▶ Data shown
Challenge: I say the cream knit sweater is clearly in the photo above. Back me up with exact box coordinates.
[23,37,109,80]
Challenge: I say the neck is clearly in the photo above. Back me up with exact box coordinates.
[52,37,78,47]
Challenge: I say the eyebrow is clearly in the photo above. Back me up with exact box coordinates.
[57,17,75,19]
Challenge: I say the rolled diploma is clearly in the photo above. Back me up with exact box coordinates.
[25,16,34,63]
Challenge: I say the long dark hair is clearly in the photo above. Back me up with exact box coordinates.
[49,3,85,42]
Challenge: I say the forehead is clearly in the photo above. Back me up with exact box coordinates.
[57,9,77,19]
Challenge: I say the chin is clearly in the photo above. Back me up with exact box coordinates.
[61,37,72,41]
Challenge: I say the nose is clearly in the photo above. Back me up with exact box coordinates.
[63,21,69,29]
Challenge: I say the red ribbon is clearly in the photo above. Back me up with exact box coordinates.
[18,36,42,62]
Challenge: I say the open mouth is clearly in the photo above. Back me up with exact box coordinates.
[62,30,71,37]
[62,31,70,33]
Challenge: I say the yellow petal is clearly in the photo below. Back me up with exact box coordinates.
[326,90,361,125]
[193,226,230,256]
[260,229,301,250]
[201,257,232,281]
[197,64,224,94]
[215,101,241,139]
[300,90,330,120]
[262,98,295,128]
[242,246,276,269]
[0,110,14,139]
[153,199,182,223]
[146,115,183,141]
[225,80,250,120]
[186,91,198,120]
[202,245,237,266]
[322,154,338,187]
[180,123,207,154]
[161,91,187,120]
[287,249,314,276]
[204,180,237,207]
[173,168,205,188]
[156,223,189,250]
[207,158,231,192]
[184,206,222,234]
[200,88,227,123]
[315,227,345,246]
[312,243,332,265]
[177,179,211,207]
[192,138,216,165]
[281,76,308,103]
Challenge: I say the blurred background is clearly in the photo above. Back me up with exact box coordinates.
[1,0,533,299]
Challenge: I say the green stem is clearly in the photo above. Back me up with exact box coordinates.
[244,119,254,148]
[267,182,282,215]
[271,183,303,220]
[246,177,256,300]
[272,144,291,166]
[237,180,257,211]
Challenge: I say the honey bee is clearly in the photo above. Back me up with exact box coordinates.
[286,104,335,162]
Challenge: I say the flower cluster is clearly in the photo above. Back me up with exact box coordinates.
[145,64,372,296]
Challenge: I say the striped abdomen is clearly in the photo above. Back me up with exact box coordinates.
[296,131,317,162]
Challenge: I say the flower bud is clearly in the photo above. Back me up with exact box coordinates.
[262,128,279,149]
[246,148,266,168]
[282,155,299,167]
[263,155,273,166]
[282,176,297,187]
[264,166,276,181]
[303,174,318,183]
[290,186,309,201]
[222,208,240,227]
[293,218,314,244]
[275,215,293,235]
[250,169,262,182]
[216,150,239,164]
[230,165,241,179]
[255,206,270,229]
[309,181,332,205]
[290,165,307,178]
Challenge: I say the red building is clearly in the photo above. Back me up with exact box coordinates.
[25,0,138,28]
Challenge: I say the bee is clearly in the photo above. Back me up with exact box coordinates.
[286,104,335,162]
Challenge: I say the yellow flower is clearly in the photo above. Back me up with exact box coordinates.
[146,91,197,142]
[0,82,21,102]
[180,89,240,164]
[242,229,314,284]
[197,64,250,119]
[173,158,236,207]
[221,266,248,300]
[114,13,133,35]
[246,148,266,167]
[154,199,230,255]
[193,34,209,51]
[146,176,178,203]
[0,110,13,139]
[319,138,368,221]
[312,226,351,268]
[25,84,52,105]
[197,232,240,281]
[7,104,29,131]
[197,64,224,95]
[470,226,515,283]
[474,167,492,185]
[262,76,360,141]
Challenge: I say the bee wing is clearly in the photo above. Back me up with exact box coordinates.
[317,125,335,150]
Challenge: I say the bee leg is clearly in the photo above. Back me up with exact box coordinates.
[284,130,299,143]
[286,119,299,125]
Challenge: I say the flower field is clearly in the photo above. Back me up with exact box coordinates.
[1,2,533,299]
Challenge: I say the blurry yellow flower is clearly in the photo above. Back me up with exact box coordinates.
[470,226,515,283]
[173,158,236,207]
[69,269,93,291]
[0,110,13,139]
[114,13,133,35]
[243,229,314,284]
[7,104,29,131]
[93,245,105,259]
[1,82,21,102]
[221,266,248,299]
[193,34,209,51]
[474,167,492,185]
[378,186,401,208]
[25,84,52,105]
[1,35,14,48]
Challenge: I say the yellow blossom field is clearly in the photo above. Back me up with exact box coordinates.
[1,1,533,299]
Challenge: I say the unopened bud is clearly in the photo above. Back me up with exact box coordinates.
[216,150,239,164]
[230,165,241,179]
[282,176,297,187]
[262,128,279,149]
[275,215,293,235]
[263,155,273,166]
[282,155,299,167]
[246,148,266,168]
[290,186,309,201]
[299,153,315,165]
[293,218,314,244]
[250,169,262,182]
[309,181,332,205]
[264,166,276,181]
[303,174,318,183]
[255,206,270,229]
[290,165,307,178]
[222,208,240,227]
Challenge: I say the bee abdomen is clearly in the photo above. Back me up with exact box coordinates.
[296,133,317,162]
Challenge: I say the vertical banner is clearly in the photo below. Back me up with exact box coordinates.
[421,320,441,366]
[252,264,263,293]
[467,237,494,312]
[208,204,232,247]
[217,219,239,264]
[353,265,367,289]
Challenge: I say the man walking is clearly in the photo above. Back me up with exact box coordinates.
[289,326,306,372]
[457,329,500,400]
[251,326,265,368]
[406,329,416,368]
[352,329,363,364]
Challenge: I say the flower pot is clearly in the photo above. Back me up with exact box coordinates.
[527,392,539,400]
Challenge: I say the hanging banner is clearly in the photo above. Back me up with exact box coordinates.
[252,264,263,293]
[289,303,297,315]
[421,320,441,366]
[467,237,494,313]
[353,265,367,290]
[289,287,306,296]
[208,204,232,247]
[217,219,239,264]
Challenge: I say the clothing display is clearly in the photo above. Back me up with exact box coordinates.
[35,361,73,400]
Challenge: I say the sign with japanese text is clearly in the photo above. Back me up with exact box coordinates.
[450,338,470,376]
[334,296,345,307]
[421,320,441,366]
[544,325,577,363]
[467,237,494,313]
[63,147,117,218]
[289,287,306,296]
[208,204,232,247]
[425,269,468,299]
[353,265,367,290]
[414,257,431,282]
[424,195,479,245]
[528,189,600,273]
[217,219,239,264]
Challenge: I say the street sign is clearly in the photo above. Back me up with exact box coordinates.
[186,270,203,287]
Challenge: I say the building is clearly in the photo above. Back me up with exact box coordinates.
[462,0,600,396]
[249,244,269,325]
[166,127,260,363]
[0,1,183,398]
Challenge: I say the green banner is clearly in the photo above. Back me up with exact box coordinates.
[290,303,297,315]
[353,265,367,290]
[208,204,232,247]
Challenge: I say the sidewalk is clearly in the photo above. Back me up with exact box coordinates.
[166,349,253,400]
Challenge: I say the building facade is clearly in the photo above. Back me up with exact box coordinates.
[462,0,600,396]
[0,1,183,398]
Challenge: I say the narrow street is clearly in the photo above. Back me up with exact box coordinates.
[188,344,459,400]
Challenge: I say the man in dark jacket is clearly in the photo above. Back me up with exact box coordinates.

▶ Required work
Give the data again, exactly as written.

▶ Task output
Challenge: I say the cream knit sweater is clearly in the photo above. Back me up with exact box coordinates.
[23,37,109,80]
Challenge: I say the neck is clearly in the photo above. Back me up with exact box coordinates.
[52,37,78,47]
Challenge: I say the eyebrow is clearly in the photo above. Back me up with exact box coordinates.
[57,17,75,19]
Challenge: I say the rolled diploma is clearly in the photo above. Back me up with exact box coordinates.
[25,16,34,63]
Challenge: I say the long dark hair is clearly in the photo above. Back me up with exact box coordinates.
[49,3,85,42]
Challenge: I say the forehead is clearly in the photo above. Back me up with exact box coordinates.
[57,9,77,19]
Challenge: I say the chin is clearly in the photo above. Back me up with exact box coordinates.
[61,37,72,41]
Challenge: I say the nose is clearly in the photo above. Back me up with exact box coordinates.
[63,21,69,29]
Challenge: I say the red ribbon is clearly in the photo above. Back me up with exact box coordinates.
[18,36,42,62]
Challenge: I say the open mouth is clearly in the photo above. Back me up with exact box coordinates.
[62,30,71,37]
[62,31,70,33]
Challenge: I say the yellow petal is clearly in the photo below. Back me up with exact box coordinates.
[326,90,361,125]
[193,226,230,256]
[260,229,301,250]
[201,257,232,281]
[197,64,224,94]
[215,101,241,139]
[300,90,330,120]
[262,98,295,128]
[242,246,276,269]
[0,110,14,139]
[153,199,182,223]
[146,115,183,141]
[225,80,250,120]
[186,91,198,120]
[202,245,237,266]
[322,154,338,187]
[180,123,207,154]
[161,91,187,120]
[287,249,314,276]
[204,180,237,207]
[173,168,205,188]
[156,223,189,250]
[207,158,231,192]
[184,206,222,234]
[200,88,227,123]
[315,227,345,246]
[312,243,332,265]
[177,179,211,207]
[192,138,216,165]
[281,76,308,103]
Challenge: I say the blurred background is clearly in the photo above. Back me up with exact box coordinates.
[1,0,533,299]
Challenge: I say the green stem is clearly in the photo above. Back me up with exact box coordinates.
[244,119,254,148]
[267,182,282,215]
[271,183,303,220]
[246,177,256,300]
[272,144,291,166]
[237,180,257,211]
Challenge: I say the honey bee is clearly in the photo above. Back me up with exact box coordinates.
[286,104,335,162]
Challenge: I say the flower cluster is clearly in the photo above. Back me up with exact box coordinates.
[145,64,372,296]
Challenge: I say the striped abdomen is clearly in the photo above. Back me up with exact box coordinates.
[296,131,317,162]
Challenge: I say the flower bud is clearly in the photo above. Back me up with exact box coordinates.
[262,128,279,149]
[246,148,266,168]
[282,155,299,167]
[263,155,273,166]
[282,176,297,187]
[264,166,276,181]
[303,174,318,183]
[290,186,309,201]
[222,208,240,227]
[293,218,314,244]
[275,215,293,235]
[250,169,262,182]
[216,150,239,164]
[230,165,241,179]
[255,206,270,229]
[309,181,332,205]
[290,165,307,178]
Challenge: I say the red building is clearly in the photo above. Back me up with exact box coordinates.
[25,0,138,28]
Challenge: I say the bee is clearly in the photo above. Back me up with exact box coordinates.
[286,104,335,162]
Challenge: I say the yellow flower is clearly in the photo above. Back me up with exact box coordinates.
[146,91,197,142]
[0,82,21,102]
[180,89,240,164]
[242,229,314,284]
[197,64,250,119]
[173,158,236,207]
[221,266,248,300]
[114,13,133,35]
[246,148,266,167]
[154,199,230,255]
[193,34,209,51]
[146,176,178,203]
[0,110,13,139]
[319,138,368,221]
[312,226,351,268]
[25,84,52,105]
[197,232,240,281]
[7,104,29,131]
[197,64,224,95]
[470,226,515,283]
[474,167,492,185]
[262,76,360,141]
Challenge: I say the bee wing is clearly in the photo above. Back me up with exact box coordinates.
[317,125,335,150]
Challenge: I say the bee leg is clearly in the photo above. Back me up with exact box coordinates.
[284,130,299,143]
[286,119,299,125]
Challenge: I say the flower field is clearly in the photo above. Back me up with exact box coordinates.
[1,2,533,299]
Challenge: I say the blurry yellow flower is clearly in the photo above. Back me up with exact box coordinates.
[470,226,515,283]
[173,158,236,207]
[69,269,93,291]
[0,110,13,139]
[114,13,133,35]
[243,229,314,284]
[7,104,29,131]
[93,245,105,259]
[1,82,21,102]
[221,266,248,299]
[193,34,209,51]
[474,167,492,185]
[378,186,401,208]
[25,84,52,105]
[1,35,14,48]
Challenge: I say the yellow blossom field is clearly in the photo above. Back me up with exact box coordinates.
[1,1,533,299]
Challenge: I say the unopened bud is clearly in the photo above. Back me up with exact box coordinates.
[216,150,239,164]
[230,165,241,179]
[282,176,297,187]
[262,128,279,149]
[275,215,293,235]
[263,155,273,166]
[282,155,299,167]
[246,148,266,168]
[290,186,309,201]
[299,153,315,165]
[293,218,314,244]
[250,169,262,182]
[309,181,332,205]
[264,166,276,181]
[303,174,318,183]
[255,206,270,229]
[290,165,307,178]
[222,208,240,227]
Challenge: I say the bee abdomen is clearly in the photo above. Back me up with exact box coordinates.
[296,133,317,162]
Challenge: I say the vertical banner is clearly in the photo below. Back me up with exact box coordinates.
[421,320,441,366]
[252,264,263,293]
[467,237,494,312]
[208,204,232,247]
[217,219,239,264]
[353,265,367,289]
Challenge: I say the man walking is clearly in the photo above. Back me up with exact box coordinates.
[289,326,306,372]
[457,329,500,400]
[251,326,265,368]
[406,329,416,368]
[352,329,363,364]
Challenge: I say the flower pot is clearly in the photo above. Back me up with exact box coordinates.
[527,392,539,400]
Challenge: I say the hanging banner is clearly in the photo above. Back me up with exact box coordinates.
[252,264,263,293]
[289,303,297,315]
[421,320,441,366]
[467,237,494,313]
[353,265,367,290]
[289,287,306,296]
[208,204,232,247]
[217,219,239,264]
Challenge: I say the clothing display is clearly in the photo above. Back me up with exact box coordinates.
[35,361,73,400]
Challenge: I say the sign with japanese text is clearly in the photo above. Back me up with exact box coordinates.
[450,338,470,376]
[334,296,345,307]
[421,320,441,366]
[544,325,577,363]
[467,237,494,313]
[63,147,117,218]
[289,287,306,296]
[208,204,232,247]
[425,269,468,299]
[353,265,367,290]
[414,257,431,282]
[424,195,479,245]
[528,189,600,273]
[217,219,239,264]
Challenge: I say the street sign is clearly in the photo above. Back me up with exact box coordinates.
[186,270,203,287]
Challenge: I say the building is clearly in the photo above. Back me up with exact box coordinates.
[462,0,600,396]
[249,244,269,325]
[166,127,260,363]
[0,1,183,398]
Challenge: I say the green banner is clearly in the photo above. Back me up with exact box coordinates.
[290,303,297,315]
[353,265,367,290]
[208,204,232,247]
Challenge: I say the sidewalk is clearly in the photo above. Back me up with exact box coordinates.
[166,349,253,400]
Challenge: I say the building facade is clearly in the photo above. Back me up with exact box coordinates.
[462,0,600,396]
[0,1,183,398]
Challenge: I say the narrow street is clearly in the photo above. Back me up with exact box coordinates.
[188,344,459,400]
Challenge: I say the man in dark jacket is clearly in the photo above. Back me up with exact box coordinates.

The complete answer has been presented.